WORK TO COMPLETE —
Rewrite the listing from the line containing "- **Object to find**: the green leaf" through the line containing "512,143 -> 540,177", adjusting each coordinate in the result bounding boxes by adding -67 to it. Keep the request lines and their sample box unchanged.

RECORDS SUPPLIED —
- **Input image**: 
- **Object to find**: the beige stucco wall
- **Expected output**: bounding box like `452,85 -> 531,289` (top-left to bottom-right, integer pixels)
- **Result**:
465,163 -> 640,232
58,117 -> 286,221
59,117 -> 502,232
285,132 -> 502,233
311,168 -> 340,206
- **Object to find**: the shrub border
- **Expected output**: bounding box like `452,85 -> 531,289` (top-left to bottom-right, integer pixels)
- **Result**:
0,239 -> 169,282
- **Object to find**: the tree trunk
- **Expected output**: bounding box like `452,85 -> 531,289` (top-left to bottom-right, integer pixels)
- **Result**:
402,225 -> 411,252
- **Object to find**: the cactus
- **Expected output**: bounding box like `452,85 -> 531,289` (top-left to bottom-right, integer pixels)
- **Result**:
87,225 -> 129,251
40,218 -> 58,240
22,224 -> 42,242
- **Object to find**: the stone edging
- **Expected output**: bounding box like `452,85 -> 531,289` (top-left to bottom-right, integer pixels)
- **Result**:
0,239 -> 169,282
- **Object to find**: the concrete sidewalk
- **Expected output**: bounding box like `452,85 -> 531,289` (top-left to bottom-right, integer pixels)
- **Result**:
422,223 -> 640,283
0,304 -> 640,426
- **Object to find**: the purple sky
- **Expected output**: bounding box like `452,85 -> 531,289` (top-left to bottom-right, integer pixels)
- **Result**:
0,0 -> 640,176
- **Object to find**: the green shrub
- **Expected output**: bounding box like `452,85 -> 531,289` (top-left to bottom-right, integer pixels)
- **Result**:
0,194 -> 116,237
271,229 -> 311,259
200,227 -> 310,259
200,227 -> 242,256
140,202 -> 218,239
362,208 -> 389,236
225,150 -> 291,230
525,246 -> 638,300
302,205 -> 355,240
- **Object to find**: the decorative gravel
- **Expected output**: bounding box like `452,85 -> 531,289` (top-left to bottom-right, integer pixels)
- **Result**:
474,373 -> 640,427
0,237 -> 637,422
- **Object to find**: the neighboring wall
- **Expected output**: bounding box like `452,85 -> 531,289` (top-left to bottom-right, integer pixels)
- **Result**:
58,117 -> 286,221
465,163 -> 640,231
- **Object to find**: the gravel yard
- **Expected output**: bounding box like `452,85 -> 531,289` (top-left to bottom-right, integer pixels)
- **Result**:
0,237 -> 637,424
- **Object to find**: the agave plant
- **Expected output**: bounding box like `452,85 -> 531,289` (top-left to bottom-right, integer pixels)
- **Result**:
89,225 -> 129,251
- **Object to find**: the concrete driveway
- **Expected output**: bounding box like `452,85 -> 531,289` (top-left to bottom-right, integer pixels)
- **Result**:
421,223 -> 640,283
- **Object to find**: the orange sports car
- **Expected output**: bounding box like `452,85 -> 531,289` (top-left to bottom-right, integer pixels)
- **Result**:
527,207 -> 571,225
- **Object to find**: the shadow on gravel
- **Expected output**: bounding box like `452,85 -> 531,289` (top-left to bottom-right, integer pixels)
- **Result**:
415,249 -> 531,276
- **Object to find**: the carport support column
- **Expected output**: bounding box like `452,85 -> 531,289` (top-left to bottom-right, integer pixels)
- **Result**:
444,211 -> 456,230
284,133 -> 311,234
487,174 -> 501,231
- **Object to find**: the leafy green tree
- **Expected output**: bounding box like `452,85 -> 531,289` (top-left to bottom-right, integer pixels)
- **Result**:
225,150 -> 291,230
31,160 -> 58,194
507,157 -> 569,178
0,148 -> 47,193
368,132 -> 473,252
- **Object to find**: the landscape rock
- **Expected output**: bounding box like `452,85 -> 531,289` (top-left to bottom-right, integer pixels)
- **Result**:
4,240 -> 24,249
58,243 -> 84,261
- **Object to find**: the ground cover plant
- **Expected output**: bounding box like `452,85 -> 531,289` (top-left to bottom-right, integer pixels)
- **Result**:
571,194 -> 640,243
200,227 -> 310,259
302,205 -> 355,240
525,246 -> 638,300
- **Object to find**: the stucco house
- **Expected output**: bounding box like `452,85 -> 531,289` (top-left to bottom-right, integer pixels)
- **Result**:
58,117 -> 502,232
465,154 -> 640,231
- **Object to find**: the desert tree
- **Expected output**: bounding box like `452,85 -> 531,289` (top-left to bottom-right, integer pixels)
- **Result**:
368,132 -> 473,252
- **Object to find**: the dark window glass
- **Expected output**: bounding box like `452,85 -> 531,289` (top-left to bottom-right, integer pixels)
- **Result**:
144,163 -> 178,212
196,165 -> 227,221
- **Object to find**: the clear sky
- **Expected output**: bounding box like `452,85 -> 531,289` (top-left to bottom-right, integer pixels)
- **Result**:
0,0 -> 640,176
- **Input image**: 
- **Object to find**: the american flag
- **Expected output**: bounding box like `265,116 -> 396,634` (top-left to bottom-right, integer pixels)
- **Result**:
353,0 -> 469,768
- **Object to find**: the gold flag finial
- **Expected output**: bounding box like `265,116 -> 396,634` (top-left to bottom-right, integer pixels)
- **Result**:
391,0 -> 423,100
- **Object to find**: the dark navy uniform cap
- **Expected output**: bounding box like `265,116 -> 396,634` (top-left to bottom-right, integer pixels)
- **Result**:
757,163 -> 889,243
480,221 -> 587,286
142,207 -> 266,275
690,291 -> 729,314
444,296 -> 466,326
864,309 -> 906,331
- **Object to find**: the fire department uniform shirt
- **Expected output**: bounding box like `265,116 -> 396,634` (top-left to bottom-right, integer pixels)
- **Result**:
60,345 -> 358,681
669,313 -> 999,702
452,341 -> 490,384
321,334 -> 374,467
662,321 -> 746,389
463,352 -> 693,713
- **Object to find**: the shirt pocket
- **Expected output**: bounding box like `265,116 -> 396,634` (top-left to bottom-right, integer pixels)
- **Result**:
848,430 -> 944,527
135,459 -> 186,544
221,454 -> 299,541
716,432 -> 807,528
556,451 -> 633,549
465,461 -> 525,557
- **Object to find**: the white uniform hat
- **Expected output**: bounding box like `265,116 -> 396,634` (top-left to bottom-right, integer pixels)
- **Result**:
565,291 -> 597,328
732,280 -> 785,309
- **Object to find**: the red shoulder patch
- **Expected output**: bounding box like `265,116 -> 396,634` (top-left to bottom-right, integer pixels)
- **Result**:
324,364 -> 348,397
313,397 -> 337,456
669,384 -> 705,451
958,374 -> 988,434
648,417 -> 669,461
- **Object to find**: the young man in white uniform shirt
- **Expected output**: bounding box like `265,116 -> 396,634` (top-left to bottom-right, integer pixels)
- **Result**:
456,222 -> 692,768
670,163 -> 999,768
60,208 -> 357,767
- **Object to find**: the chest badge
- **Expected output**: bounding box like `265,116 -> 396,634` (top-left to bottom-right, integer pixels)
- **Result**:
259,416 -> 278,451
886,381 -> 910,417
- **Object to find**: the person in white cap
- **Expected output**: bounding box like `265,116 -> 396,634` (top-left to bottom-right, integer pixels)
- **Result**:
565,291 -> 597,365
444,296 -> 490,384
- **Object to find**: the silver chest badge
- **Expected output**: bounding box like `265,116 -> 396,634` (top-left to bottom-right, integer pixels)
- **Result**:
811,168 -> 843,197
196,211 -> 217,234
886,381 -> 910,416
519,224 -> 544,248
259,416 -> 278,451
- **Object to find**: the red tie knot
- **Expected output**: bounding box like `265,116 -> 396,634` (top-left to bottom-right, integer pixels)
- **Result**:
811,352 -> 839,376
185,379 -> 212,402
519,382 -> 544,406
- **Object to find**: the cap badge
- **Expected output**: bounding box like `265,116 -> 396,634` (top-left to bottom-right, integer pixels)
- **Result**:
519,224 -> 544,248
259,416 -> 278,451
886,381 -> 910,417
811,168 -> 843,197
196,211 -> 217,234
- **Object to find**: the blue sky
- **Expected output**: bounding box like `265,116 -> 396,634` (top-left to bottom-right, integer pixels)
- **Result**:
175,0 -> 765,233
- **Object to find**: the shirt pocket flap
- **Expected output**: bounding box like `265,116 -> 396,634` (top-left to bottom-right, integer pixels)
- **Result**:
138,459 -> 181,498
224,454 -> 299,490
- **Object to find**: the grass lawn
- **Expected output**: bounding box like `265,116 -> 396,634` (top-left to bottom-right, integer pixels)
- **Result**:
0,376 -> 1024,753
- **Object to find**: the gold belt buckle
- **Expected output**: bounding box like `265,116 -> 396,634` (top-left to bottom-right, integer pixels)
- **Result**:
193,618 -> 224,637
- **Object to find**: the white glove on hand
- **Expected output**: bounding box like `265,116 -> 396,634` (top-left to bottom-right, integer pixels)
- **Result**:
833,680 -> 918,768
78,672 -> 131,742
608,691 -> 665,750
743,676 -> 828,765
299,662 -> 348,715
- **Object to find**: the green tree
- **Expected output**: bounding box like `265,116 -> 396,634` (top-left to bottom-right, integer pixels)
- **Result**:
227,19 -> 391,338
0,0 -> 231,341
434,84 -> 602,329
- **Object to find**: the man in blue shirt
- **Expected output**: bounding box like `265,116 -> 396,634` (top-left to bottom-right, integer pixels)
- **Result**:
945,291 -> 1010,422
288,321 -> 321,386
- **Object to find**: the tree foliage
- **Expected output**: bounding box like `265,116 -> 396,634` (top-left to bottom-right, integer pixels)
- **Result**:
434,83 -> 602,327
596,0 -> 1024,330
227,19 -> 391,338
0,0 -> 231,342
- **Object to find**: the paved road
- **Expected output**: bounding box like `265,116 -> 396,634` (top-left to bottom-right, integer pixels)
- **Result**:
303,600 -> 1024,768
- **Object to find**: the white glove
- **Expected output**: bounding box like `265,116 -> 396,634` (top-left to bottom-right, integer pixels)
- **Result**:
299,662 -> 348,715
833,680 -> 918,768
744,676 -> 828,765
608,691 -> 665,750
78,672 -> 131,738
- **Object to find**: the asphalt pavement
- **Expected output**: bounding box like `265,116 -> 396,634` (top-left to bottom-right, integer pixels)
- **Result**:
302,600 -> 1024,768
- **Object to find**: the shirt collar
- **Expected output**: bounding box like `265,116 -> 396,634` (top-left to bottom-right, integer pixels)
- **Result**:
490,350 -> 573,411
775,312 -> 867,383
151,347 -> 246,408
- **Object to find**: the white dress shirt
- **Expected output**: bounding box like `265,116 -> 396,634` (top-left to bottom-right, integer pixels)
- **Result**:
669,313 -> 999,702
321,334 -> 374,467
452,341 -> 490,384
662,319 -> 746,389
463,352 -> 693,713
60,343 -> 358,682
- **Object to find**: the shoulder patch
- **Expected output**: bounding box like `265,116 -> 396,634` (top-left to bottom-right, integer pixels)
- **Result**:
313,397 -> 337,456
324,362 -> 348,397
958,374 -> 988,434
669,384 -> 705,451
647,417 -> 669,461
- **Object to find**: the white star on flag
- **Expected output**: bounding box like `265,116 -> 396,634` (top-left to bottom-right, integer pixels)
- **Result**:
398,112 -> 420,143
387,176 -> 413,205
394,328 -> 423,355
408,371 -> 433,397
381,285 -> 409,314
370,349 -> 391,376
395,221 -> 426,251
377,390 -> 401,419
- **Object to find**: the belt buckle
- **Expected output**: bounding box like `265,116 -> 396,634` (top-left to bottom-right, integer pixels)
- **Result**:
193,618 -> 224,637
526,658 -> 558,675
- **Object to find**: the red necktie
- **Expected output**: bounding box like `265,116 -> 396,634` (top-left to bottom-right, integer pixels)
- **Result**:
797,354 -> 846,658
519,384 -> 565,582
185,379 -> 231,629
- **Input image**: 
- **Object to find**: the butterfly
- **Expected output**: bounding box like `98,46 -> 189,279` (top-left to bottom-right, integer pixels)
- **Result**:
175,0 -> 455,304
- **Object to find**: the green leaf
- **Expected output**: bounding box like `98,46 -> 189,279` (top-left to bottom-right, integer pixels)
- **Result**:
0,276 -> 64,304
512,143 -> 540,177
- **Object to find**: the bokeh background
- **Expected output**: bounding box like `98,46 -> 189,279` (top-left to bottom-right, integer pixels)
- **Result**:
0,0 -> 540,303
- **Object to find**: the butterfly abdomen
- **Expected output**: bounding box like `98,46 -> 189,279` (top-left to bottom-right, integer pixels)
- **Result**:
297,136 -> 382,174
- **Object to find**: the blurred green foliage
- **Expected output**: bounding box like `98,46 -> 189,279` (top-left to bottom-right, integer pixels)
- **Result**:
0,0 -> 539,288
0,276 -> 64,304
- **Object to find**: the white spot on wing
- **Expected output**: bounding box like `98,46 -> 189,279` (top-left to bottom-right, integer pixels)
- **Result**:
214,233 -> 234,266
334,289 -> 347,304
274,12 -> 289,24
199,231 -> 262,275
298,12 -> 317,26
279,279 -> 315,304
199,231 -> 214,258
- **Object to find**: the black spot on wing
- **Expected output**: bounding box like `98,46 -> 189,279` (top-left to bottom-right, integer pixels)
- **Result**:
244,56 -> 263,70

TASK RESPONSE —
- **Object to find**: the green leaf
- **Expected output**: bounding box like `98,46 -> 189,279` (top-left to bottom-right, integer pixels)
- **Result**:
-67,209 -> -3,237
445,76 -> 473,110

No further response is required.